Work request: From the entries below, please output exactly the lines starting at the one containing "Spot the black tire" and ending at the one containing "Spot the white pickup", both included.

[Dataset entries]

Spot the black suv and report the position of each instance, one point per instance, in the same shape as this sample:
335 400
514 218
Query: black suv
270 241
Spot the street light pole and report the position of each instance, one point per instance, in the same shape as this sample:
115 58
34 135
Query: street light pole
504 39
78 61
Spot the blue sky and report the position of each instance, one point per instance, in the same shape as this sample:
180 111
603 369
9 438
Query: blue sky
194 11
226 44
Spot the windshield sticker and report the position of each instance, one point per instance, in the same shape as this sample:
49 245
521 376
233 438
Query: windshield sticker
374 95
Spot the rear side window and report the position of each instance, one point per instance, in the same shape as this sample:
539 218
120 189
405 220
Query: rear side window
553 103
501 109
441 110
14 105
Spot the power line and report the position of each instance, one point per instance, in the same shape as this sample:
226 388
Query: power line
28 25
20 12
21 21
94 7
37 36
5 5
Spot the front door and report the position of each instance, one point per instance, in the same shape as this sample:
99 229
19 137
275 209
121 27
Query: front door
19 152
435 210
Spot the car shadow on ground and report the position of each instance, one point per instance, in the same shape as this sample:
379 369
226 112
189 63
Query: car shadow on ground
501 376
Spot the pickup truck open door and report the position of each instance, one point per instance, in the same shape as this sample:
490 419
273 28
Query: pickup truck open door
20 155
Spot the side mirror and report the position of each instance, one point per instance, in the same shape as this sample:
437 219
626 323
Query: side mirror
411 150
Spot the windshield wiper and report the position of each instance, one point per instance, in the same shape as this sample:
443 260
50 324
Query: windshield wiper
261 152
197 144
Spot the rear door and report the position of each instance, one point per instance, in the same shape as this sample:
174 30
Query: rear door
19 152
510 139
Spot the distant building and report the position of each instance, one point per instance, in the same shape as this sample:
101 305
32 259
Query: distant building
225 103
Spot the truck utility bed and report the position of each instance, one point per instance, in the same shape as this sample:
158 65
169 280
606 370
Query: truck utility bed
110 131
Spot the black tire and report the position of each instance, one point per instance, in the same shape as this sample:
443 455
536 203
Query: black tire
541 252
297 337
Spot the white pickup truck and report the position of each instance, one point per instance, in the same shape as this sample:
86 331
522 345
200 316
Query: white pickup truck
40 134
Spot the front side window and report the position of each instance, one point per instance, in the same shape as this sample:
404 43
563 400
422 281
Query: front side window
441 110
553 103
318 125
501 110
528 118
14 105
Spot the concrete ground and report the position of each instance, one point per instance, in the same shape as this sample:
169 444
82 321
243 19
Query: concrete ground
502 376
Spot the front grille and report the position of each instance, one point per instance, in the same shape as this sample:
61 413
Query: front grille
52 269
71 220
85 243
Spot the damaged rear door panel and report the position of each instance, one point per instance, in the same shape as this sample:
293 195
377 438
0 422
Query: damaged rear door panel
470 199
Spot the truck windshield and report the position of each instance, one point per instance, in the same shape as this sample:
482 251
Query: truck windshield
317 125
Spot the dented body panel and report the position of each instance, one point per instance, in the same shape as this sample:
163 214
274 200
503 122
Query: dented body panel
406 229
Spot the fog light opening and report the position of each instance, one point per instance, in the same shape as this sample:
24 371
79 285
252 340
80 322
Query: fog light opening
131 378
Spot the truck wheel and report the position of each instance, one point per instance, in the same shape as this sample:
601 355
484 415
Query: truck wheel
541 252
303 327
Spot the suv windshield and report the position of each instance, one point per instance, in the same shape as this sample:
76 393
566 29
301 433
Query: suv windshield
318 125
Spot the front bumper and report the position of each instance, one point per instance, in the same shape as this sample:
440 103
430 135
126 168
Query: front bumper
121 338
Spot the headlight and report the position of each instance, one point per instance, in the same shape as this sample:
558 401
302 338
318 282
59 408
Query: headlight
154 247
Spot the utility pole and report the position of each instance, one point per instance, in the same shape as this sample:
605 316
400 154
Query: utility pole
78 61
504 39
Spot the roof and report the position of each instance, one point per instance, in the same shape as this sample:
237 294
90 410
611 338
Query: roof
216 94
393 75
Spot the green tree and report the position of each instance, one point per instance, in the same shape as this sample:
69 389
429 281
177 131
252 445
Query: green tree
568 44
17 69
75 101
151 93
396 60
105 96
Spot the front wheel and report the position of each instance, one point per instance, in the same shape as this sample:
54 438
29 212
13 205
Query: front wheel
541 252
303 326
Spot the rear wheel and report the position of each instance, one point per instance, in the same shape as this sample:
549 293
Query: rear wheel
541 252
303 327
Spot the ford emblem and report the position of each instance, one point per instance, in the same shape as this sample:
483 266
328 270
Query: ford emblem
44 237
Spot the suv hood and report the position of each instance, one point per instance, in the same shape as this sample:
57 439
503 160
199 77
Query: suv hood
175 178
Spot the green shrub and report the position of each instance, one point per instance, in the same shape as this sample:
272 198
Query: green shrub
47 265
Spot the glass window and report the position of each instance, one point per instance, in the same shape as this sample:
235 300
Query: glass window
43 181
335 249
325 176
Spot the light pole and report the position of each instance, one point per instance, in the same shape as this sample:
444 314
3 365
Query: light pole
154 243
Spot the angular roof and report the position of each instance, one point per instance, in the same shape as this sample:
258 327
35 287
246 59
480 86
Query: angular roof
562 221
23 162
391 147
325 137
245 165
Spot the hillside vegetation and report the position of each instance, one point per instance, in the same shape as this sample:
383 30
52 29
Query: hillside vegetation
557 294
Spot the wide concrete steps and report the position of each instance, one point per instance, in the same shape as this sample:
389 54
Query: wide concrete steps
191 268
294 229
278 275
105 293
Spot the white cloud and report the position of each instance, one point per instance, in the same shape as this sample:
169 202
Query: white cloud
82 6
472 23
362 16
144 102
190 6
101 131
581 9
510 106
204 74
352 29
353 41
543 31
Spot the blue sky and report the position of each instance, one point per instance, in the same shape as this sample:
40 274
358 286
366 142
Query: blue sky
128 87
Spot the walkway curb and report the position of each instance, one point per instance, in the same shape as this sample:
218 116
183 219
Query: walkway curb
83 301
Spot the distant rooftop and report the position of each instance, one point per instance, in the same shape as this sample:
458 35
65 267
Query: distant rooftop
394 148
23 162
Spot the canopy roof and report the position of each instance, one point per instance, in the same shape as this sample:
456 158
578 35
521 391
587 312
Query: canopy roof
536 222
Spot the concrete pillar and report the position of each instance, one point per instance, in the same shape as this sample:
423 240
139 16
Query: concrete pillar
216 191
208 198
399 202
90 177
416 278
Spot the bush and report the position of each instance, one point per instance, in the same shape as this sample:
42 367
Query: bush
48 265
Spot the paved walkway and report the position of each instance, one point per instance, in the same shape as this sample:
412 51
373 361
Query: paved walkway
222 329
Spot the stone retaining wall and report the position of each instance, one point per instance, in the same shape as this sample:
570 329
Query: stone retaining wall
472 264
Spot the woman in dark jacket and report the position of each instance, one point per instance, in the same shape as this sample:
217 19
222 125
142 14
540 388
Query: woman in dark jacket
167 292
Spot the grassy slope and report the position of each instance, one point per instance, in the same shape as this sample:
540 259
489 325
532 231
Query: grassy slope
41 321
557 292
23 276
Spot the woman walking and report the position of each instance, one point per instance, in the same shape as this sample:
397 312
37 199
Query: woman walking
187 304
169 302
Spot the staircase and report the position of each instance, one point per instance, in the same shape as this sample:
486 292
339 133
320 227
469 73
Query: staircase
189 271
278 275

* * *

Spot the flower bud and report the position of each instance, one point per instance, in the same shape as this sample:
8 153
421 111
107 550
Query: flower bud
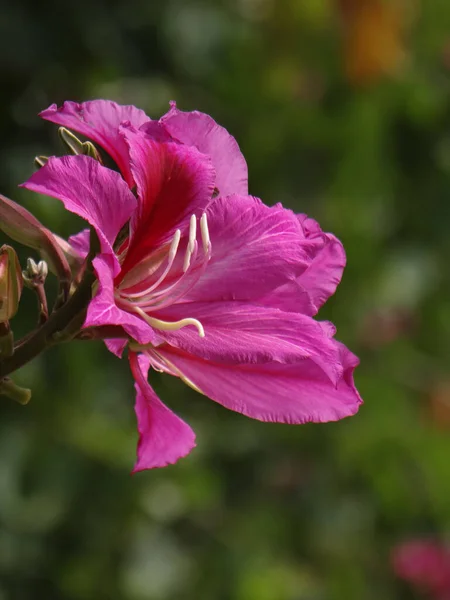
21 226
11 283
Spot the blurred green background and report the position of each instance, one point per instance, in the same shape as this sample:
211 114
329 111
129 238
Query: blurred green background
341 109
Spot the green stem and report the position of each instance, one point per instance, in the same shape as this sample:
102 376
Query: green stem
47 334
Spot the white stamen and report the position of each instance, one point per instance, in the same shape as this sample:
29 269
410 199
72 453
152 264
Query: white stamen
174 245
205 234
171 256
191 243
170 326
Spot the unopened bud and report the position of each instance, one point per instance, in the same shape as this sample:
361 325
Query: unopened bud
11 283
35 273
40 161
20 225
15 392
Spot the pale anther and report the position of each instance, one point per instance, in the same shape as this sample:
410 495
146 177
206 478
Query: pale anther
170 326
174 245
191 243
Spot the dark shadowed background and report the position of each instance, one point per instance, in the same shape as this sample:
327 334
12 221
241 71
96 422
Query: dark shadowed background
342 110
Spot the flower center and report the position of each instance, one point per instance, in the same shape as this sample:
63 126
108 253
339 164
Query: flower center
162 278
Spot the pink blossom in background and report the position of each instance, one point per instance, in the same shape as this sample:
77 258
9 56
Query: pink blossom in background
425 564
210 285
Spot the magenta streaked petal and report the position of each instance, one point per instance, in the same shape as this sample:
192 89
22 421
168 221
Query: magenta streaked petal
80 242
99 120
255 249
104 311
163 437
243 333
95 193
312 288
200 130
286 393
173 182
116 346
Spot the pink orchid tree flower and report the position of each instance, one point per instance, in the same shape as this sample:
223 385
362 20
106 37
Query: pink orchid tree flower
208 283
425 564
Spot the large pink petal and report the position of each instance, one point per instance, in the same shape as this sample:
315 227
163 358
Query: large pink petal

Your solution:
Spot the black tire and report the position of each instance, one point per instance, in the same shape as this sample:
443 455
536 203
Query: black tire
541 252
297 337
Spot the white pickup truck and report the position of each instance, one point per instance, in the same shape as this sample:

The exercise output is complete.